» Exercise passage
════════

The joys of a good (pre-loved) book

THERE isn’t much we can be sure of in this Covid-ridden year, and all that listening to experts and politicians tells us is that we cannot depend on vacillating pontification.

So what DO we know? On the balance of probabilities we’ll be spending the greater part of the winter months at home, with outings a treat rather than the norm.

Our first brush with the pandemic showed many of us the “joys” of cleaning, tidying, sorting, rationalising our possessions, catching up on viewing, learning the new tekkie skills that allowed us maximum connection with friends and family, painting, carpentry, gardening …… and READING.

With some of these activities completed, what does the next semi-isolated tranche of time promise? We’ve been thinking a lot about reading and books in the past few weeks, mainly because we are helping a friend to dispose of the many thousands of books her father bought, read and then stored. Lots of them are in excellent condition – far too good to consign to the tip. So we researched the possible ways to pass them on to new readers.

════════

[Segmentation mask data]
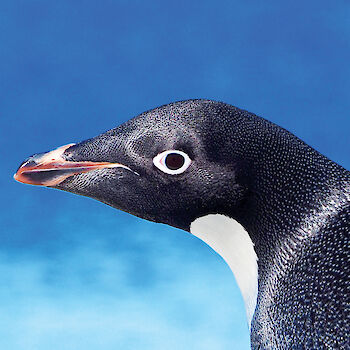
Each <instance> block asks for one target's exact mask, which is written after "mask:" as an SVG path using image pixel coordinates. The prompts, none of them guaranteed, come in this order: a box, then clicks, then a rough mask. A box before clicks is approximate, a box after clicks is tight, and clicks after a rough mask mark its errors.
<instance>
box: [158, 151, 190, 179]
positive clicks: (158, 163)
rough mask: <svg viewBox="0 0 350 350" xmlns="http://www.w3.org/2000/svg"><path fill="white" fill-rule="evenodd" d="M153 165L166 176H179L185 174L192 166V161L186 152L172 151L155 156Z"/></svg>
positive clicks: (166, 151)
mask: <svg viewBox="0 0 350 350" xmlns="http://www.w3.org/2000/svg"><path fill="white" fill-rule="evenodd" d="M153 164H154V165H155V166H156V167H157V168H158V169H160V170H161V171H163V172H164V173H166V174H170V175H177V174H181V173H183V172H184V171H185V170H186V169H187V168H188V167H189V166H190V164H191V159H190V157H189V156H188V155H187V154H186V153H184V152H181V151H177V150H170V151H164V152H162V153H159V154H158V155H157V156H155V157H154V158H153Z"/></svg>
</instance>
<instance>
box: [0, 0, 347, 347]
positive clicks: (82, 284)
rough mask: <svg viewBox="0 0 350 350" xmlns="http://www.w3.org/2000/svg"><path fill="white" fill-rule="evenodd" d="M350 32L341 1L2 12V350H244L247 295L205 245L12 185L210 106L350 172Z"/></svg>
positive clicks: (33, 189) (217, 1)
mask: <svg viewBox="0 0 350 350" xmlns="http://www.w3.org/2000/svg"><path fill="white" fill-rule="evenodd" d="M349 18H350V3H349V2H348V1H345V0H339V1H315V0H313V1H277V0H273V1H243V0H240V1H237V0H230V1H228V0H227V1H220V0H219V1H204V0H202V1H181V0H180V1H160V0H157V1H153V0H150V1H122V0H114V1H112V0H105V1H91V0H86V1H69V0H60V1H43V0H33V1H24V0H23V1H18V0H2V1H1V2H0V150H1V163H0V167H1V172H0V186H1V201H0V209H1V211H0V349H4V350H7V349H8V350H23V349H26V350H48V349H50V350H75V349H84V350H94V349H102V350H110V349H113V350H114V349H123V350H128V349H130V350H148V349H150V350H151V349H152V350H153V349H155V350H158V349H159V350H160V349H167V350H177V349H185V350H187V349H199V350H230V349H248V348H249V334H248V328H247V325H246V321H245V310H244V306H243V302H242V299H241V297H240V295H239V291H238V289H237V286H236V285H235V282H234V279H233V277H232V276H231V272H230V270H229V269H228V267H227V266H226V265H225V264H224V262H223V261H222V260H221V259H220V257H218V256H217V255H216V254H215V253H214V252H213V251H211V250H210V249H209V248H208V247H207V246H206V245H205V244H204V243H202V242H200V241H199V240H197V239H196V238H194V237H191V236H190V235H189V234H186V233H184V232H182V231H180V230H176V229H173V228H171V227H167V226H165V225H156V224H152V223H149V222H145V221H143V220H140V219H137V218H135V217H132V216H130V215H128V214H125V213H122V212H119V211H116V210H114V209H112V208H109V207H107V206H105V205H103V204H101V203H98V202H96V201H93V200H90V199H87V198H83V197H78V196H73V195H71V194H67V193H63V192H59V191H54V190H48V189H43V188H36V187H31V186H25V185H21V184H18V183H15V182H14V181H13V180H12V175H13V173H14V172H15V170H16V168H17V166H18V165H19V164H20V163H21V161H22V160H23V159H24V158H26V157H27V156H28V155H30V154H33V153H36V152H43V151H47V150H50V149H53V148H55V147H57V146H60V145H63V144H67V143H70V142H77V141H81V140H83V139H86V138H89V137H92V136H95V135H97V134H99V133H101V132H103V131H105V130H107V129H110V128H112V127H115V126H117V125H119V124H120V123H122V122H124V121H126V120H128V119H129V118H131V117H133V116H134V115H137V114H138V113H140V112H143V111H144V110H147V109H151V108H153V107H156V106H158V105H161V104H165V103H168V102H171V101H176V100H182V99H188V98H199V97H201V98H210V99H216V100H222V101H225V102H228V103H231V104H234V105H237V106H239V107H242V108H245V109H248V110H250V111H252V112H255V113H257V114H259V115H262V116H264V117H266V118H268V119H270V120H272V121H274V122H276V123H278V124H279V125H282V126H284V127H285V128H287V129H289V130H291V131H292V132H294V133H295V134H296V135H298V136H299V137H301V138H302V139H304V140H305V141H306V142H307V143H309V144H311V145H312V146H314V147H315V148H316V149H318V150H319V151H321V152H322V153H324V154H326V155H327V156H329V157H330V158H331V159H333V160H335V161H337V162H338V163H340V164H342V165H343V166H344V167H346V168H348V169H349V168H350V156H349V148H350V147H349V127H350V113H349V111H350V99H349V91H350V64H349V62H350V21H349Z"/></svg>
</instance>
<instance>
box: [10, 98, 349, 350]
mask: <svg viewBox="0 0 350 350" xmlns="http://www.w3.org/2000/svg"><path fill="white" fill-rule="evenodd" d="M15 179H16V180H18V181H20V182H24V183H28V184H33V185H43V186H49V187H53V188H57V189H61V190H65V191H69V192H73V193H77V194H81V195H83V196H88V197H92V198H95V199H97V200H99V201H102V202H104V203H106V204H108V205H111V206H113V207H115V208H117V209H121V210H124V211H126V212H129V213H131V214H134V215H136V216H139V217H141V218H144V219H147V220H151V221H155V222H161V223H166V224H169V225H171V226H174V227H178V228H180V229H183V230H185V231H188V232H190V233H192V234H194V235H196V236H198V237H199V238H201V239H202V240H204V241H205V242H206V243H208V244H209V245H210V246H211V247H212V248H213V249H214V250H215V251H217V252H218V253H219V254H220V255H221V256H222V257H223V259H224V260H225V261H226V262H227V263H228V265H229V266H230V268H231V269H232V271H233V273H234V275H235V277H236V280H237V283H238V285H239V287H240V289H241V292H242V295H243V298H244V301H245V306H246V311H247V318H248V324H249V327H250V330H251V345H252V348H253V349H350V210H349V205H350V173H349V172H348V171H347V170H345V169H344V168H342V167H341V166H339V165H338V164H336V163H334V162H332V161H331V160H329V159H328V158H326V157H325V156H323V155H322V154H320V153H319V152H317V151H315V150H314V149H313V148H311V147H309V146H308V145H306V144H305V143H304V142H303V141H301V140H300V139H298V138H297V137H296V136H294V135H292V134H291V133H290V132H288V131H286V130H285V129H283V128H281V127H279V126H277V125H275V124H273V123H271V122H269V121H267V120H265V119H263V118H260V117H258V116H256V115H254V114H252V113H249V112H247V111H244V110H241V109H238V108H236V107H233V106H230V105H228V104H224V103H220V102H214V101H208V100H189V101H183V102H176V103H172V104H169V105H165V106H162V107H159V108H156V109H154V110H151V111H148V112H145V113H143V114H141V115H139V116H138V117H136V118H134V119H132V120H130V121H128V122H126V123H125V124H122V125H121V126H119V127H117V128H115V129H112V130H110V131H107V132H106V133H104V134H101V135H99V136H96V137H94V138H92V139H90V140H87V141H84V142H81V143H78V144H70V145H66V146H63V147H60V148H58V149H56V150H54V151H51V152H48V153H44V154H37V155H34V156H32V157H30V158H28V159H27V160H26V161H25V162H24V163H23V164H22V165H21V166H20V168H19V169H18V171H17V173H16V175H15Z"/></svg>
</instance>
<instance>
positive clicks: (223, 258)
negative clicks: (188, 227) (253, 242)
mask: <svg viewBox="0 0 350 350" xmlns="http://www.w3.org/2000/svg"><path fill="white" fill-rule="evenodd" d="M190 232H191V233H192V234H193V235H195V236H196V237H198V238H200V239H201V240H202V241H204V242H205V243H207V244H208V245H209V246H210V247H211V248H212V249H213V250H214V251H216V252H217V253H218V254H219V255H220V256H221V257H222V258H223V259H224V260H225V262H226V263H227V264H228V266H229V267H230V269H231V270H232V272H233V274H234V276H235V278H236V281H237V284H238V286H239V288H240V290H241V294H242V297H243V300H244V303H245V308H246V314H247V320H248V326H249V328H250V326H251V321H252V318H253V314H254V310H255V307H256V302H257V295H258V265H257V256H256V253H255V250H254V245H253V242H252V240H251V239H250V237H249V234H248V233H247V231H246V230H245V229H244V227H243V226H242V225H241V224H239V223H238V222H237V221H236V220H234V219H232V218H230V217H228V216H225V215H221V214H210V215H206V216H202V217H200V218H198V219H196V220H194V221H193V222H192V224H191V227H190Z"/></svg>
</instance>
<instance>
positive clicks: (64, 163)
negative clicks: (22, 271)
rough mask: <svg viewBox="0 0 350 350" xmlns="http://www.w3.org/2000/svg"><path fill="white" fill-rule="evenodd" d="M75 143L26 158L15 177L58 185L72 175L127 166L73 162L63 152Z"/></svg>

════════

» What you are asked to do
Answer these questions from the article about pre-loved books:
(a) Where does the article expect people will spend most of the winter months?
(b) Who bought, read and stored the books the writers are helping a friend get rid of?
(c) According to the article, where are many of the books too good to be sent?

» Exercise output
(a) At home.
(b) The friend's father.
(c) To the tip.